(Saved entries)
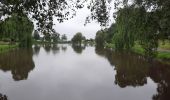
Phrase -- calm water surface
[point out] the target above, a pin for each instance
(65, 72)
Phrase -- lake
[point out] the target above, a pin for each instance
(66, 72)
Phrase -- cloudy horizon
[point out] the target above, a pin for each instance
(72, 26)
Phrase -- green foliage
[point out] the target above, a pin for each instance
(55, 37)
(64, 37)
(17, 29)
(100, 38)
(36, 35)
(110, 33)
(77, 38)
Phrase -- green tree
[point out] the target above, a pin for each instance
(55, 36)
(36, 35)
(64, 37)
(19, 29)
(100, 38)
(77, 38)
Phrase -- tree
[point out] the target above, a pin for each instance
(55, 36)
(64, 37)
(43, 11)
(36, 35)
(77, 38)
(100, 38)
(18, 29)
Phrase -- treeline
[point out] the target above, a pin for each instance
(79, 38)
(17, 29)
(137, 24)
(53, 37)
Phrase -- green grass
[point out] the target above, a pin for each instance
(5, 47)
(164, 45)
(161, 54)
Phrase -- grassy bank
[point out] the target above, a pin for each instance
(5, 47)
(163, 50)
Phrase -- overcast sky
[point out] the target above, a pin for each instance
(76, 24)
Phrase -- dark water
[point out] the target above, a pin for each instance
(65, 72)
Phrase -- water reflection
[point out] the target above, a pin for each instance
(19, 62)
(55, 48)
(133, 70)
(63, 48)
(47, 47)
(3, 97)
(36, 49)
(78, 48)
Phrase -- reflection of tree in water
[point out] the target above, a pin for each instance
(47, 47)
(128, 68)
(78, 48)
(160, 74)
(19, 62)
(133, 70)
(3, 97)
(36, 49)
(63, 48)
(55, 49)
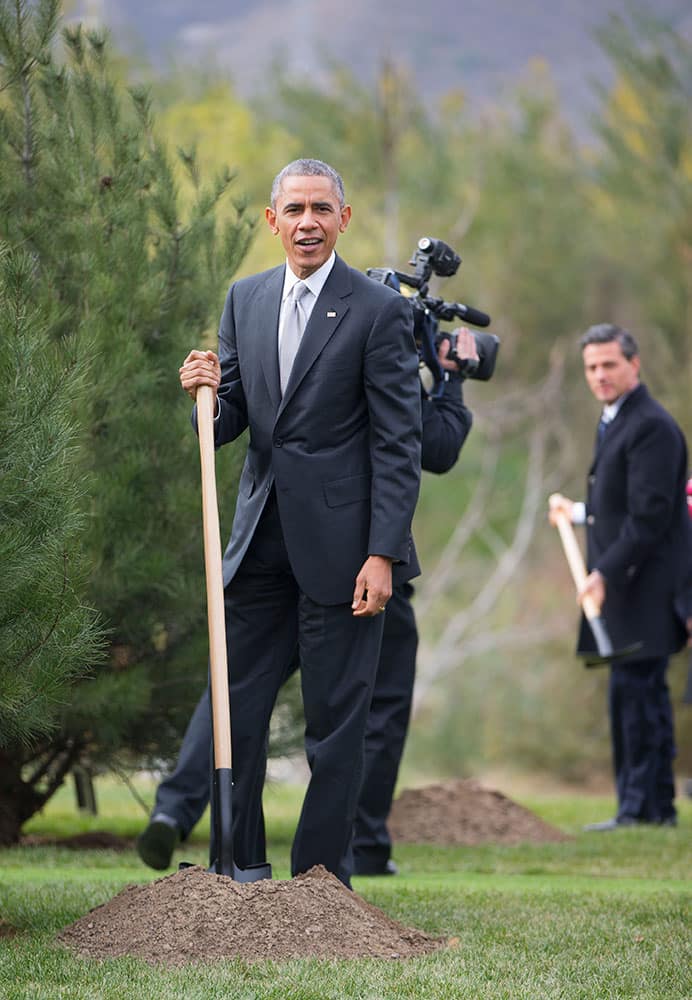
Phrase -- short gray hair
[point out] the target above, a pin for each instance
(606, 333)
(308, 168)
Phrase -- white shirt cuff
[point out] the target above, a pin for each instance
(578, 512)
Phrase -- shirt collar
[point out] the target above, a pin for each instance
(314, 281)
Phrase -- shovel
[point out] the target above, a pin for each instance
(592, 612)
(222, 789)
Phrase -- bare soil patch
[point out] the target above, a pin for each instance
(194, 915)
(467, 813)
(99, 840)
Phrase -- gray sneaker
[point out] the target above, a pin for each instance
(156, 844)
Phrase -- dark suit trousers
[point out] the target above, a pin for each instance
(386, 730)
(266, 615)
(184, 794)
(641, 721)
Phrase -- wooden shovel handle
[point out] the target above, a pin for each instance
(574, 556)
(220, 701)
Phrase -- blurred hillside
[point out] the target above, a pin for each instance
(479, 47)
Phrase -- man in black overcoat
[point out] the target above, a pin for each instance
(639, 548)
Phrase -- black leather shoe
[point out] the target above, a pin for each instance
(368, 868)
(617, 823)
(156, 844)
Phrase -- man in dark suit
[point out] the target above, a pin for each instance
(639, 543)
(319, 362)
(183, 795)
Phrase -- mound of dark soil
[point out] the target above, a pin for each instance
(194, 916)
(465, 812)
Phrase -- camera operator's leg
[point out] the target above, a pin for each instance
(182, 797)
(385, 736)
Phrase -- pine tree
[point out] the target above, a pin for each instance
(88, 191)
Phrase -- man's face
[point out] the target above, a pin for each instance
(608, 371)
(308, 218)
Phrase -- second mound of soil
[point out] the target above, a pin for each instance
(194, 915)
(465, 812)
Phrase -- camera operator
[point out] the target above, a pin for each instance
(182, 797)
(446, 424)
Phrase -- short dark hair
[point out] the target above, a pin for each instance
(308, 168)
(606, 333)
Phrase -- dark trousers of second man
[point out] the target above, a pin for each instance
(641, 725)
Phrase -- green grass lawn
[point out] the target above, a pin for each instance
(600, 916)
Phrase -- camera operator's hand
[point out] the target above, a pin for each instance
(458, 346)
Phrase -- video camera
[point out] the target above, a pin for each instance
(435, 257)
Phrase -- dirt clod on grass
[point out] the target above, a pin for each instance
(464, 812)
(194, 915)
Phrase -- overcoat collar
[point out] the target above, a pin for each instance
(634, 398)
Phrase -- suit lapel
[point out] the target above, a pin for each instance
(616, 427)
(268, 309)
(328, 312)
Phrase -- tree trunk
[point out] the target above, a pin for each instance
(18, 799)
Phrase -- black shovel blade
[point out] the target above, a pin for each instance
(596, 660)
(606, 654)
(252, 874)
(224, 864)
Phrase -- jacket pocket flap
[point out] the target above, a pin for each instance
(348, 490)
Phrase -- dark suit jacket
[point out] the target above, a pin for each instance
(342, 446)
(638, 531)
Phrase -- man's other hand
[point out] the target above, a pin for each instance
(200, 368)
(559, 505)
(373, 587)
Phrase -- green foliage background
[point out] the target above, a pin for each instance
(137, 242)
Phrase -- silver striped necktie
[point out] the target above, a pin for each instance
(293, 327)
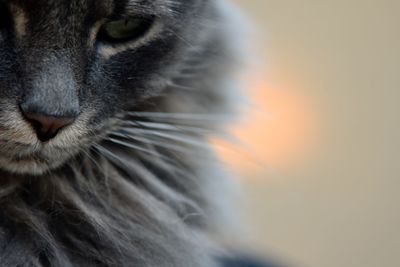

● TRY IT:
Set the entries down again exactly. Do not include the images.

● ANSWER BOX:
Phrase -- calm water surface
[point out] the target above, a pin for each instance
(65, 72)
Phrase -- lake
[point out] the target above, a pin for each instance
(66, 72)
Phrase -- cloudy horizon
[point out] the target above, a pin for each instance
(72, 26)
Phrase -- green foliage
[point out] the target above, a pin for each instance
(55, 37)
(64, 37)
(17, 29)
(100, 38)
(36, 35)
(110, 33)
(77, 38)
Phrase -- green tree
[point out] the target above, a pin for each instance
(55, 36)
(36, 35)
(64, 37)
(19, 29)
(100, 38)
(77, 38)
Phrase -- tree
[point out] the target above, a pin for each instance
(55, 36)
(64, 37)
(43, 11)
(36, 35)
(77, 38)
(100, 38)
(18, 29)
Phrase -- treeline
[point out] the target above, a pin for each instance
(79, 38)
(17, 29)
(137, 24)
(53, 37)
Phrase -- green grass
[point out] the target above, a pin for each instance
(5, 47)
(164, 45)
(161, 54)
Phrase -- grassy bank
[point out] the target above, a pin for each instance
(5, 47)
(163, 50)
Phrase -- overcast sky
[point out] the target above, a pin for each instance
(76, 24)
Phrase -- dark water
[point out] the target above, a pin for each instance
(65, 72)
Phrase -- water reflection
[point out] the target above, a pin for each instance
(19, 62)
(55, 48)
(133, 70)
(63, 48)
(47, 47)
(3, 97)
(36, 49)
(78, 48)
Phrase -- reflection of tree in water
[point out] the target above, a pin for each instance
(47, 47)
(128, 68)
(78, 48)
(160, 74)
(19, 62)
(133, 70)
(3, 97)
(36, 49)
(63, 48)
(55, 49)
Phrase -- short gray hair
[point out] the target above, a pin for each instance
(606, 333)
(308, 168)
Phrase -- white shirt cuff
[point out] the target above, a pin for each instance
(578, 512)
Phrase -- shirt collar
[point out] the target above, a pin for each instance
(314, 281)
Phrase -- shovel
[point out] the target above, a pin for each instance
(592, 612)
(222, 789)
Phrase -- bare soil patch
[point out] the target above, a pin for each instance
(194, 915)
(467, 813)
(99, 840)
Phrase -- gray sneaker
[point out] the target above, a pin for each instance
(156, 844)
Phrase -- dark suit trousers
[point out] the target above, a pin for each instance
(386, 730)
(266, 615)
(184, 794)
(641, 721)
Phrase -- wooden shovel handle
[point out] the target above, a pin for each instance
(574, 556)
(220, 701)
Phrase -- blurred hillside
[point out] the target above, a pin for each instance
(479, 47)
Phrase -- man in black overcoat
[point out] the target above, a pin for each instance
(639, 548)
Phrase -- black leather shoe
[point out] the target above, a pin for each instance
(368, 868)
(617, 823)
(156, 844)
Phrase -- man in dark suit
[point out] the target above, a pin for each instance
(639, 543)
(319, 362)
(183, 795)
Phrase -- mound of dark soil
[point out] the target above, a pin for each instance
(194, 916)
(465, 812)
Phrase -- camera operator's leg
[point out] the target above, a pin for each instance
(182, 797)
(385, 736)
Phrase -- pine tree
[point out] the target above, a pin for each instance
(88, 191)
Phrase -- man's face
[point out] the target above, a pin for each instance
(608, 371)
(308, 218)
Phrase -- second mound of soil
[point out] the target above, a pin for each instance
(194, 915)
(465, 812)
Phrase -- camera operator
[point out] the target above, a pin for each instance
(182, 797)
(446, 424)
Phrase -- short dark hair
[point out] the target above, a pin for each instance
(308, 168)
(606, 333)
Phrase -- dark trousers of second man
[point out] the target above, a pin for each instance
(641, 725)
Phrase -- green grass lawn
[point out] the target above, a pin for each instance
(600, 916)
Phrase -- camera operator's hand
[point out] the target above, a pin for each instance
(458, 346)
Phrase -- video camera
[point out] the target above, a pin for each instance
(435, 257)
Phrase -- dirt clod on grass
[point out] the target above, a pin for each instance
(464, 812)
(194, 915)
Phrase -- overcoat collar
[point out] the target above, a pin for each instance
(634, 398)
Phrase -- suit lapel
[point out] the target above, a pin for each instance
(616, 427)
(268, 309)
(328, 312)
Phrase -- tree trunk
[point out] the target above, a pin for each instance
(18, 799)
Phrase -- black shovel blade
[point out] the target above, a pin for each instance
(596, 660)
(606, 654)
(252, 874)
(224, 864)
Phrase -- jacket pocket flap
[point out] the target above, a pin for each instance
(348, 490)
Phrase -- dark suit jacket
[point out] the target above, a pin for each instance
(342, 446)
(638, 531)
Phrase -- man's other hand
[point out] the target above, a pin for each instance
(200, 368)
(559, 505)
(373, 587)
Phrase -- green foliage background
[point out] the target above, a pin for each instance
(137, 242)
Phrase -- silver striped necktie
[point out] the target above, a pin for each instance
(293, 327)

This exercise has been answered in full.